§ **Task requirements**
Among the lines of the material, copy those that hold the string "this".

§ **Supplied data**
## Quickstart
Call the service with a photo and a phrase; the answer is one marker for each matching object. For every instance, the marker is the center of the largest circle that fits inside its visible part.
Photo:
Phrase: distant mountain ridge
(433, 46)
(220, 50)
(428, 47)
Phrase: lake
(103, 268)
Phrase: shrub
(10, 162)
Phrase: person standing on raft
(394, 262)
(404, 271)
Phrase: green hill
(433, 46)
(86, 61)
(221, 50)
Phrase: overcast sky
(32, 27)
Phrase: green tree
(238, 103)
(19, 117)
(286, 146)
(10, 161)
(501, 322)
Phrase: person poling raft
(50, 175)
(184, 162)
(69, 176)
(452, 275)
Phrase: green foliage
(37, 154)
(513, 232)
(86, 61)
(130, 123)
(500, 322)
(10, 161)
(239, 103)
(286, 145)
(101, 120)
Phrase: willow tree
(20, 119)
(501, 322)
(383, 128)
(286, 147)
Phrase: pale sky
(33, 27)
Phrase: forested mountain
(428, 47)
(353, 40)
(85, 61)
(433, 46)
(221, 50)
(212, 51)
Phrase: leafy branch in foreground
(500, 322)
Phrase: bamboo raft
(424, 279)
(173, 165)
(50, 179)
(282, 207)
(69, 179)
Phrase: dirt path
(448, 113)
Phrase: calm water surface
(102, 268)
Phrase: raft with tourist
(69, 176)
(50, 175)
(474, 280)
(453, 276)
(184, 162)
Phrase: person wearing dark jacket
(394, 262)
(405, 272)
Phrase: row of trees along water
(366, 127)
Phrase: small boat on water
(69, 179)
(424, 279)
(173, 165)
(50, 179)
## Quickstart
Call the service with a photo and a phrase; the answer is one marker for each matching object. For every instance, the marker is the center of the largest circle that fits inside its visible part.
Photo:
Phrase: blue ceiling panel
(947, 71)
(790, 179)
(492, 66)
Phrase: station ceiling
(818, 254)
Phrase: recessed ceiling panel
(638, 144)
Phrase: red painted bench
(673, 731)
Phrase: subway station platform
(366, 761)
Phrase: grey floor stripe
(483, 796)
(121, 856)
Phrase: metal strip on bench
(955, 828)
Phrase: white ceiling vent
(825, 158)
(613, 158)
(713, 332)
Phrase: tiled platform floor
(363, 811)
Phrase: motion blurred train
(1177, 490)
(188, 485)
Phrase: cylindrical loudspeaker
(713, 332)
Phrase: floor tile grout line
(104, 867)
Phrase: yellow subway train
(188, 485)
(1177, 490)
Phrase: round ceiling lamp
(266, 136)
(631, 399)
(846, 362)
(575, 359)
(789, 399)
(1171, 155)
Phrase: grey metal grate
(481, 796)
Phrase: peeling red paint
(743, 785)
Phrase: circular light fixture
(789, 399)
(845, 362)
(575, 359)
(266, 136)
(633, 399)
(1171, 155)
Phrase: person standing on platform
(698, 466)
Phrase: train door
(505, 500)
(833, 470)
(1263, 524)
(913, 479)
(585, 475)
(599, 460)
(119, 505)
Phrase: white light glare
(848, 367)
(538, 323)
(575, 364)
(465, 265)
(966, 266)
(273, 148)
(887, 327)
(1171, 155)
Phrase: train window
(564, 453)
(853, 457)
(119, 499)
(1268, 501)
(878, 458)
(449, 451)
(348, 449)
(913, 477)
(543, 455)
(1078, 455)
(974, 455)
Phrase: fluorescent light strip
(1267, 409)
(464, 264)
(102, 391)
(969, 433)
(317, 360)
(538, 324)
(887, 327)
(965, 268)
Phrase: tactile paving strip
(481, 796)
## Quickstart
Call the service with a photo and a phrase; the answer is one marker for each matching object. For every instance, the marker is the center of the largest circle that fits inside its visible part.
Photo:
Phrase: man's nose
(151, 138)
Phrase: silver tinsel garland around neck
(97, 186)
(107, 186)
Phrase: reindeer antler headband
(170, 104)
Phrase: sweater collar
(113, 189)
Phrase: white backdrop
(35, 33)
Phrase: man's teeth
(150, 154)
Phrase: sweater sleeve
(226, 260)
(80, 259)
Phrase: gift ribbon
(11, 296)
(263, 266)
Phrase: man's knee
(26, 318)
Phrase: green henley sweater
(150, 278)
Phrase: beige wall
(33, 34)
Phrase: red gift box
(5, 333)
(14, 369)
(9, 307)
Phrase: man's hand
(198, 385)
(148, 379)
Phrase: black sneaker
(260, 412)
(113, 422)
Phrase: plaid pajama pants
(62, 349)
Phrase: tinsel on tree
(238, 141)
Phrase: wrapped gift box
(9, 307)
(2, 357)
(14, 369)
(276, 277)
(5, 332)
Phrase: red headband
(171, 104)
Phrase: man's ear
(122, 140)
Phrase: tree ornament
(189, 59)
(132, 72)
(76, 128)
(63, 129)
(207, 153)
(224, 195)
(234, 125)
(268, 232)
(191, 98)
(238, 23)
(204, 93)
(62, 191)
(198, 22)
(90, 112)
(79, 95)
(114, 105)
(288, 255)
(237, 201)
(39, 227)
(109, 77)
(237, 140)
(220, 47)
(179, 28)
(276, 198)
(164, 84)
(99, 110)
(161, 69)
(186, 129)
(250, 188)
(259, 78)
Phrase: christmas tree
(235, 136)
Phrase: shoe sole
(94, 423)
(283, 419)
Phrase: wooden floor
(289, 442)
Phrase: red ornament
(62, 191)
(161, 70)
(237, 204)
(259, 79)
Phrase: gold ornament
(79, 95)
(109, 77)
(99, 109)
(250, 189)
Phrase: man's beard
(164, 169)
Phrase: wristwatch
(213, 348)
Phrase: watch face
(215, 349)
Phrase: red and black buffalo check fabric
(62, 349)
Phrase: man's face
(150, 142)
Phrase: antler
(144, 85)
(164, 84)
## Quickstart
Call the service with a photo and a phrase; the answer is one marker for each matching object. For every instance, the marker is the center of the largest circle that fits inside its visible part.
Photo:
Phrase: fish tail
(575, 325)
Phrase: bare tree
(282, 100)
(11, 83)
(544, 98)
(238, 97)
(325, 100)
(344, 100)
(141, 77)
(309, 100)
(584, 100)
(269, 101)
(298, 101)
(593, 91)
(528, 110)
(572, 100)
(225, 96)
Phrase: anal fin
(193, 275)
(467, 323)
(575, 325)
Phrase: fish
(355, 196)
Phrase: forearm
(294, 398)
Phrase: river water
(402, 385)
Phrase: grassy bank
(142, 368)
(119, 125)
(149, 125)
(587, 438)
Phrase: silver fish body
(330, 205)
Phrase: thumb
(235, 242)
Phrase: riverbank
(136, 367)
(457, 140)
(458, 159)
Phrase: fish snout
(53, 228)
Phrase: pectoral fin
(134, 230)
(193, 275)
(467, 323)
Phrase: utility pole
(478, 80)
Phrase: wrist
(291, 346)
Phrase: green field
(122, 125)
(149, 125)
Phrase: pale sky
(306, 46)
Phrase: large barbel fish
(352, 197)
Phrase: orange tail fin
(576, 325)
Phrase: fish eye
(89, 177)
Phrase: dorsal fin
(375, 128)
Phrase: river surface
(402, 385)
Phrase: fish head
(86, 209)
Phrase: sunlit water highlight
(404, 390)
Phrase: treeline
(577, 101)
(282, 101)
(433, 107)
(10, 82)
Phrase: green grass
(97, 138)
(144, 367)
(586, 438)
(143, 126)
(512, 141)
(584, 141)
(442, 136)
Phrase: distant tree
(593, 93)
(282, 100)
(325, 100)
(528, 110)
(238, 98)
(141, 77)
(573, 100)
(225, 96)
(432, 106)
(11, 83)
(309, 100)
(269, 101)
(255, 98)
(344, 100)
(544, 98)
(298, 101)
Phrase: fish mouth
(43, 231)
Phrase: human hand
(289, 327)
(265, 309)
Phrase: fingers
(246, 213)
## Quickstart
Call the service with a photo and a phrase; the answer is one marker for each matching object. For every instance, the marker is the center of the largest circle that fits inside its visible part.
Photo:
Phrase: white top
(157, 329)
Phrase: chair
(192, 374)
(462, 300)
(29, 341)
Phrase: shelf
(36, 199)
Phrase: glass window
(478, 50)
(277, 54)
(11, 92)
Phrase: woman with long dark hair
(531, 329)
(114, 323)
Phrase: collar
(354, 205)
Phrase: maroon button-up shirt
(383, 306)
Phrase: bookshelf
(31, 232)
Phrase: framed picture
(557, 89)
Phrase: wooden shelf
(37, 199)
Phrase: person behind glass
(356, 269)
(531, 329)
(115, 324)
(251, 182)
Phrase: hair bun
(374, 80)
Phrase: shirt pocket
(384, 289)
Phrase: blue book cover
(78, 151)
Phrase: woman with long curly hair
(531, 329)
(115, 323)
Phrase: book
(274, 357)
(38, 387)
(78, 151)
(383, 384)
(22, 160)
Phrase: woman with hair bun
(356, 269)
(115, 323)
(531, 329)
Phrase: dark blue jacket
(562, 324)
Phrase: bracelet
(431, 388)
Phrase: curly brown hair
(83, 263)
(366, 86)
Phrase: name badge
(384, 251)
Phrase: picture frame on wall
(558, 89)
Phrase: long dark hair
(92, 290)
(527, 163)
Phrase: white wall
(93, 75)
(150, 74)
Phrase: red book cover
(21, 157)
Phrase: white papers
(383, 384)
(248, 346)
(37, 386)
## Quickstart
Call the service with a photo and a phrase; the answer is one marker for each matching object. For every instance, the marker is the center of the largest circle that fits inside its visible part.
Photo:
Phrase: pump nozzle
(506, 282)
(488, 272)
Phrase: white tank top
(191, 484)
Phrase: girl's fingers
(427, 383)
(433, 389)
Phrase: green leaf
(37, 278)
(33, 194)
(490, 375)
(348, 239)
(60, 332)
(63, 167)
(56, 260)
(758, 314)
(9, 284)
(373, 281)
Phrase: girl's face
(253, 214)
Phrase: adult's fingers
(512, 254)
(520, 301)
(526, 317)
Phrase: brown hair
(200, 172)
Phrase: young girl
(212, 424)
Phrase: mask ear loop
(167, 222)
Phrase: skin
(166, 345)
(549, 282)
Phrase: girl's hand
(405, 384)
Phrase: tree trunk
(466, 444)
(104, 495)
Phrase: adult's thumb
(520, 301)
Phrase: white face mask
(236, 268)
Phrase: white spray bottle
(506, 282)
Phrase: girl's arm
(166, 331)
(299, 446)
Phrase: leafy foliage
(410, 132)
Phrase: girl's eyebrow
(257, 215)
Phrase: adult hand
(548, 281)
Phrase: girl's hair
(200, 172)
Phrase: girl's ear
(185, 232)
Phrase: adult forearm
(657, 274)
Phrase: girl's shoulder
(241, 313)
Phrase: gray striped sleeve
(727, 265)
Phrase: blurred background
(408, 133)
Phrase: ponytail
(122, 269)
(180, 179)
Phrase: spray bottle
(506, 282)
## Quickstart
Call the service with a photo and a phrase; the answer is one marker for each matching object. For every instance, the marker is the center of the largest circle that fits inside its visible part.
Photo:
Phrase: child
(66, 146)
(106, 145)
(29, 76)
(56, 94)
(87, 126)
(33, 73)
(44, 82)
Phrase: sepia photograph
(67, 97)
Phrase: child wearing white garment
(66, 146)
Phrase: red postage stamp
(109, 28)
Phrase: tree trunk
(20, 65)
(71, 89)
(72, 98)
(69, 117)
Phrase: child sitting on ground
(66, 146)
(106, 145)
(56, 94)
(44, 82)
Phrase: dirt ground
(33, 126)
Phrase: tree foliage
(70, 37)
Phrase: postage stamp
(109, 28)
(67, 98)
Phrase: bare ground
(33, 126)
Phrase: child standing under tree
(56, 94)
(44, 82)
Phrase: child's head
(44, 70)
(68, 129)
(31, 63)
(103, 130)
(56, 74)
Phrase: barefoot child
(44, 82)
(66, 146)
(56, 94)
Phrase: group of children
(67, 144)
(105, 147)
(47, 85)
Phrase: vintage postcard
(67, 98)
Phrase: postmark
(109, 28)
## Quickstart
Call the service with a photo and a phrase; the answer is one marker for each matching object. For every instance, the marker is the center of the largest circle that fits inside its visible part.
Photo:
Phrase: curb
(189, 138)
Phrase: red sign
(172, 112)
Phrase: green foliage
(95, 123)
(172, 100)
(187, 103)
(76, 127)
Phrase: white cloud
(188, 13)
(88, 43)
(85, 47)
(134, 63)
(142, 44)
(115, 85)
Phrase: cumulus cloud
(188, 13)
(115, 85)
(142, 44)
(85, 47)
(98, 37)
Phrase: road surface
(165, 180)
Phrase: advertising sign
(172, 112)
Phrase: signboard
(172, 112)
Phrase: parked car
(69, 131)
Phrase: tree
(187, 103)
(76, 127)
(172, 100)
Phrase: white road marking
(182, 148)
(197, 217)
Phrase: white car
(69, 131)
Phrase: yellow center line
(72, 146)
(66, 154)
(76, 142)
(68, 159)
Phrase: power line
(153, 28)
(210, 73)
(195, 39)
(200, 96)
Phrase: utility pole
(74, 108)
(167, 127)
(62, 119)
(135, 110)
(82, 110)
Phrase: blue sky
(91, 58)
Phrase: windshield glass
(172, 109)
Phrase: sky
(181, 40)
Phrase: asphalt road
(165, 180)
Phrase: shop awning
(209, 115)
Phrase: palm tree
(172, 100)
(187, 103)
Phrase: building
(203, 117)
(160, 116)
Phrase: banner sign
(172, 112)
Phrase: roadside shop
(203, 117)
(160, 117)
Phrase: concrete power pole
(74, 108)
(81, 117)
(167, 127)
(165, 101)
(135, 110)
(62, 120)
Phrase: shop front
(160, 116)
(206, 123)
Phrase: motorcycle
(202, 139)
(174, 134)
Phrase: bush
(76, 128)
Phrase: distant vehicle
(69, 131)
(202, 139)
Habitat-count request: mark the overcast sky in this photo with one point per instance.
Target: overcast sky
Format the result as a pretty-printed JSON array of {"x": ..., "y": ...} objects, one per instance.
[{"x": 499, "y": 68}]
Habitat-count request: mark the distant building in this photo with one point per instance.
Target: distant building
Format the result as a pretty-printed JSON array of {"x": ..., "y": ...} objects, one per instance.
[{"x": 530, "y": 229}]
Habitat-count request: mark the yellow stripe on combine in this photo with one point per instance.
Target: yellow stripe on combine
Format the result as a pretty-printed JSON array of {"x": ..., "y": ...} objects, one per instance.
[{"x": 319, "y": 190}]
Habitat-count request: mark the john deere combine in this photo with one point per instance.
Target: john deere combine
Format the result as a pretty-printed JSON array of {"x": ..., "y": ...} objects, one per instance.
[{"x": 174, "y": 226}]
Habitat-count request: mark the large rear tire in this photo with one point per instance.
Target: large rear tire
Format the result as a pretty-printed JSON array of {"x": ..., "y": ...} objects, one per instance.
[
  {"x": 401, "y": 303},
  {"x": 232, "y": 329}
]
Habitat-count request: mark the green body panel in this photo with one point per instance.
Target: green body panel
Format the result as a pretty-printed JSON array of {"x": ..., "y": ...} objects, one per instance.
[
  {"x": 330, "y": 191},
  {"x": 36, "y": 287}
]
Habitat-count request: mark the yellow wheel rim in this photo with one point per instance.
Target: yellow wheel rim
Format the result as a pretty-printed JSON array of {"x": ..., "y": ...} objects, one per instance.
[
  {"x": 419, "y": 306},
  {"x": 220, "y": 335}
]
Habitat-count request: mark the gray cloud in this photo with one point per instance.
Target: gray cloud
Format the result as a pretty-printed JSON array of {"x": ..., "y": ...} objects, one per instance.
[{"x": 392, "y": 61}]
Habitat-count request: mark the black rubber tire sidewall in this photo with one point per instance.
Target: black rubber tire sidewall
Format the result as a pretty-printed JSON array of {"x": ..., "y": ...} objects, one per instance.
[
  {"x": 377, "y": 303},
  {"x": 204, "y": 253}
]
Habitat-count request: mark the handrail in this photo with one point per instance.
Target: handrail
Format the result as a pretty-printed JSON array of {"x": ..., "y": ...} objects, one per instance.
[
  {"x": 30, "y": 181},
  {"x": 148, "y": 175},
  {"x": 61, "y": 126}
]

§ **Exercise response**
Habitat-count request: mark the overcast sky in this photo with one point per instance.
Habitat-count request: mark the distant building in this photo with one point per instance.
Habitat-count request: mark the yellow stripe on combine in this photo with one point per instance.
Habitat-count request: mark the john deere combine in this photo with one point per instance.
Habitat-count request: mark the large rear tire in this photo with one point per instance.
Habitat-count request: mark the green body panel in this photo with one point per instance.
Habitat-count request: mark the yellow wheel rim in this photo with one point per instance.
Habitat-count request: mark the gray cloud in this photo with one point per instance.
Habitat-count request: mark the black rubber tire sidewall in this photo with one point per instance.
Habitat-count request: mark the handrail in this photo with one point per instance.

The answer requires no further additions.